* begin Information provided *

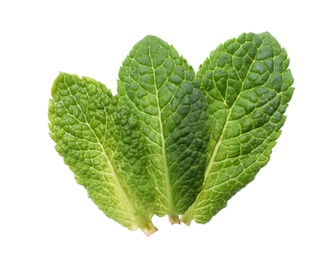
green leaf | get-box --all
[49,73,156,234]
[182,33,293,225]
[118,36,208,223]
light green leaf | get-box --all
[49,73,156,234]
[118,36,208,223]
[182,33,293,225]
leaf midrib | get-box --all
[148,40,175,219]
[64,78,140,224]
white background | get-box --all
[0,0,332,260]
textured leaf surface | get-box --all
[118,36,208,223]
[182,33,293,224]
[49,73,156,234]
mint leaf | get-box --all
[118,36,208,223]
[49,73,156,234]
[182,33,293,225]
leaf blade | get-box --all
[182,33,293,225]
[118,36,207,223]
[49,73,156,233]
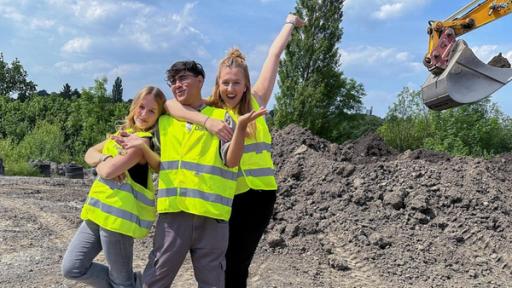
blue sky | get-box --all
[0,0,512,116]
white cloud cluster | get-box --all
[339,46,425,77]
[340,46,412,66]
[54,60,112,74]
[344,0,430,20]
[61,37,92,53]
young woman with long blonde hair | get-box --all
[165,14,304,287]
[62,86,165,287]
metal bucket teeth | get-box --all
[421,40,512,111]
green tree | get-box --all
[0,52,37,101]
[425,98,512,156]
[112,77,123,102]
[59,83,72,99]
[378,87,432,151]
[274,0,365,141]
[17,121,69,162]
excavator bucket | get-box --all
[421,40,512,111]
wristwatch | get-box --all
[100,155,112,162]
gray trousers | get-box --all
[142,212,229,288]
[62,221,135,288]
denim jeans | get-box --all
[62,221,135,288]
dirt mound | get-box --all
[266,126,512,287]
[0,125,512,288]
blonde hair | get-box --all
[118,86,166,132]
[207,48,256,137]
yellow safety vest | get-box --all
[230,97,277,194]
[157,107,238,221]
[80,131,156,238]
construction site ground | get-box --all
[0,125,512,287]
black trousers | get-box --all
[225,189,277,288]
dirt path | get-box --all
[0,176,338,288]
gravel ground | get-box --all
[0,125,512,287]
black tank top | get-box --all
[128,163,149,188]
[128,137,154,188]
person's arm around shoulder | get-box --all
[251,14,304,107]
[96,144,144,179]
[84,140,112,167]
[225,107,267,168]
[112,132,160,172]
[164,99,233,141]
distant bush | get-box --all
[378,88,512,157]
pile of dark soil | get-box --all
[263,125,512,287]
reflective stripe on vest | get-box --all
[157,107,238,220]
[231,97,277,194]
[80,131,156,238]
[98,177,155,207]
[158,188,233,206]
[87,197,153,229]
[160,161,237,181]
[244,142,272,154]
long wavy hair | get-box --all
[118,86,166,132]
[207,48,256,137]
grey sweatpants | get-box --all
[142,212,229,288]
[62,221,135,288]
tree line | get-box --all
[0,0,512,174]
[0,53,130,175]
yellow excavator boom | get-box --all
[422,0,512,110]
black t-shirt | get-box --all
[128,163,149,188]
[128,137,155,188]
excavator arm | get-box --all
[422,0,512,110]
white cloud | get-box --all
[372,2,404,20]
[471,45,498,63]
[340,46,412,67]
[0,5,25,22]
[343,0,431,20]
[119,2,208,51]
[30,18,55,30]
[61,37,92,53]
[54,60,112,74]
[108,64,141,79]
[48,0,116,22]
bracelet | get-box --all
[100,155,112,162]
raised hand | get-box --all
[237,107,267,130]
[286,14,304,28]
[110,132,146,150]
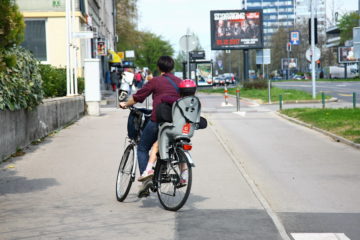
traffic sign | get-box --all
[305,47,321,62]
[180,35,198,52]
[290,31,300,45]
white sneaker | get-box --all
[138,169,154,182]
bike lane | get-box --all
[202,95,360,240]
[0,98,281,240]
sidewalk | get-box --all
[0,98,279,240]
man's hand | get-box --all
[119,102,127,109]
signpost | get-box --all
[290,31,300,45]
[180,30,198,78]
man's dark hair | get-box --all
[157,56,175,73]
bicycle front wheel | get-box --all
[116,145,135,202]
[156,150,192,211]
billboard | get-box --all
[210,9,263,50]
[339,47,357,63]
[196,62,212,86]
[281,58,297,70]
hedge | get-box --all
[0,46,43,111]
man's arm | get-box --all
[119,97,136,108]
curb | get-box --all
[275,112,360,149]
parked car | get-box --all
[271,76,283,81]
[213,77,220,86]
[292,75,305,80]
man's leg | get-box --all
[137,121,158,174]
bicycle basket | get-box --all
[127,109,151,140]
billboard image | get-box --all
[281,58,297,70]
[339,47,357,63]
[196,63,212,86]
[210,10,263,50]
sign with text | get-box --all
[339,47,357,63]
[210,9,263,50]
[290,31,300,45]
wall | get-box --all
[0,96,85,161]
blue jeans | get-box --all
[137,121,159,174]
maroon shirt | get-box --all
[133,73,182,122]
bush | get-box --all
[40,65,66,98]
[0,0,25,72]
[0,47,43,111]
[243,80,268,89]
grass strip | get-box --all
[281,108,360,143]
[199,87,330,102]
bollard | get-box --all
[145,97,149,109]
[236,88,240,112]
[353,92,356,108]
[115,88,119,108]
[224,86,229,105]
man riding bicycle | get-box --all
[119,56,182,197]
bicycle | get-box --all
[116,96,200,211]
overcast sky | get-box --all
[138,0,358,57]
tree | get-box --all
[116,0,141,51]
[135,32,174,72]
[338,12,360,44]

* end Information provided *
* begin Information provided *

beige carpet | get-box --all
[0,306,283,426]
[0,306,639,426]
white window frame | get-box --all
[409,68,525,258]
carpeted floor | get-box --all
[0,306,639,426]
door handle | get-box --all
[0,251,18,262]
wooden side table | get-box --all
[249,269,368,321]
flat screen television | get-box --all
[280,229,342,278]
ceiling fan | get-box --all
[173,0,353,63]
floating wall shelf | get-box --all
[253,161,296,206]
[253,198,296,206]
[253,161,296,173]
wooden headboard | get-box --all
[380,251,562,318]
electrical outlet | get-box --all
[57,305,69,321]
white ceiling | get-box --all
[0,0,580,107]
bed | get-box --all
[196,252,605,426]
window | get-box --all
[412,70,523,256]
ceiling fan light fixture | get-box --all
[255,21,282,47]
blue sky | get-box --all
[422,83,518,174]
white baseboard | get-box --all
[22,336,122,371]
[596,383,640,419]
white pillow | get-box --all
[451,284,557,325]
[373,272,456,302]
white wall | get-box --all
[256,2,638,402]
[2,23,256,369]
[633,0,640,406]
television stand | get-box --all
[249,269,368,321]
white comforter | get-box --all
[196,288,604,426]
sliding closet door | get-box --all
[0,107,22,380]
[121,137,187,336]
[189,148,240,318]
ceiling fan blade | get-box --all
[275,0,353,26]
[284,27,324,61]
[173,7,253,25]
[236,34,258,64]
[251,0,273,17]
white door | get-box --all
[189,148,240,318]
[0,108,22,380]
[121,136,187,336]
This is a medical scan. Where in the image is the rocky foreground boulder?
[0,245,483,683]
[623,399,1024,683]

* end Information provided *

* _Stated task_:
Please repeat only the data between the lines holding "white cloud | get-box --all" and "[180,30,198,78]", inclusive, swapping "bracelet" for "wristband" and keeping everything else unchanged. Leave the picture lines out of the result.

* _Correct response_:
white cloud | get-box --all
[372,2,404,20]
[471,45,498,63]
[340,46,412,67]
[0,5,25,22]
[343,0,431,20]
[119,2,208,51]
[30,18,55,30]
[61,37,92,53]
[54,60,112,74]
[108,64,141,79]
[48,0,116,22]
wristband | get-box --all
[100,155,112,162]
raised hand | get-box --all
[237,107,267,130]
[286,14,304,28]
[110,132,146,150]
traffic sign | get-box --all
[305,47,321,62]
[180,35,198,52]
[290,31,300,45]
white sneaker | get-box --all
[138,169,154,182]
bike lane | get-box --all
[202,95,360,240]
[0,98,281,240]
sidewalk | get-box --all
[0,98,279,240]
man's hand | get-box --all
[119,102,127,109]
signpost | get-box --all
[290,31,300,45]
[180,30,198,78]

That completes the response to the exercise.